Saved entries
++++++++++

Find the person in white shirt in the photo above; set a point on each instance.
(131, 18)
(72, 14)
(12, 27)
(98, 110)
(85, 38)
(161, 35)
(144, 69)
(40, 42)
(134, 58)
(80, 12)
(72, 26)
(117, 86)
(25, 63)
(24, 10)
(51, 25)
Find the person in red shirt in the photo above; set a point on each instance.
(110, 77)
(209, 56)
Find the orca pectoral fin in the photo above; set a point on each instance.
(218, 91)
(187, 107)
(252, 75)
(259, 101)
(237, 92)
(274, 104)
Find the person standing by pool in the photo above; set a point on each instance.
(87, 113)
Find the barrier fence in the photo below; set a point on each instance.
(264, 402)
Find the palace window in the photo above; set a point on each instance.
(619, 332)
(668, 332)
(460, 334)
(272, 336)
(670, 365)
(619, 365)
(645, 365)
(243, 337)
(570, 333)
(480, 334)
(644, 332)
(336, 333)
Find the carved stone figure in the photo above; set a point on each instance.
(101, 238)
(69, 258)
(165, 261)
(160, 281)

++++++++++

◆ **YOUR ASSIGNMENT**:
From the line holding "Find the person in red" through the last line above, reproduce each line exactly and add nothing.

◆ **SOLUTION TO THE EXERCISE**:
Find the person in red shirt in the photo above; set a point on each instance.
(110, 77)
(209, 56)
Find the orca pectoral fin in the photo above; set a point on each instance.
(218, 91)
(187, 107)
(252, 75)
(259, 101)
(237, 92)
(274, 104)
Find the person standing by pool in the photo above; set a point on each instance.
(87, 113)
Find the barrier fence in the photo below; set a point on each instance.
(264, 402)
Find the palace window in the photo above; set a point on each instance.
(619, 332)
(668, 332)
(460, 334)
(272, 336)
(670, 365)
(619, 365)
(645, 365)
(243, 337)
(570, 333)
(480, 334)
(644, 332)
(336, 333)
Find the carved stone figure in the photo above; set a point on each instance.
(101, 238)
(69, 258)
(165, 261)
(160, 281)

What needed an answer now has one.